Records from a collection:
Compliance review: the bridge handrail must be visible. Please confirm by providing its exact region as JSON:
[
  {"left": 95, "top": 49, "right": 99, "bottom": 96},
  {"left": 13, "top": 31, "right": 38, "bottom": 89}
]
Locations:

• STATED GOAL: Rewrite the entries, changing "bridge handrail" to "stair railing" and leaving all other text as it is.

• EXERCISE ANSWER:
Compliance review: the stair railing must be visible. Please confirm by providing its exact region as JSON:
[
  {"left": 95, "top": 49, "right": 99, "bottom": 96},
  {"left": 13, "top": 31, "right": 38, "bottom": 89}
]
Locations:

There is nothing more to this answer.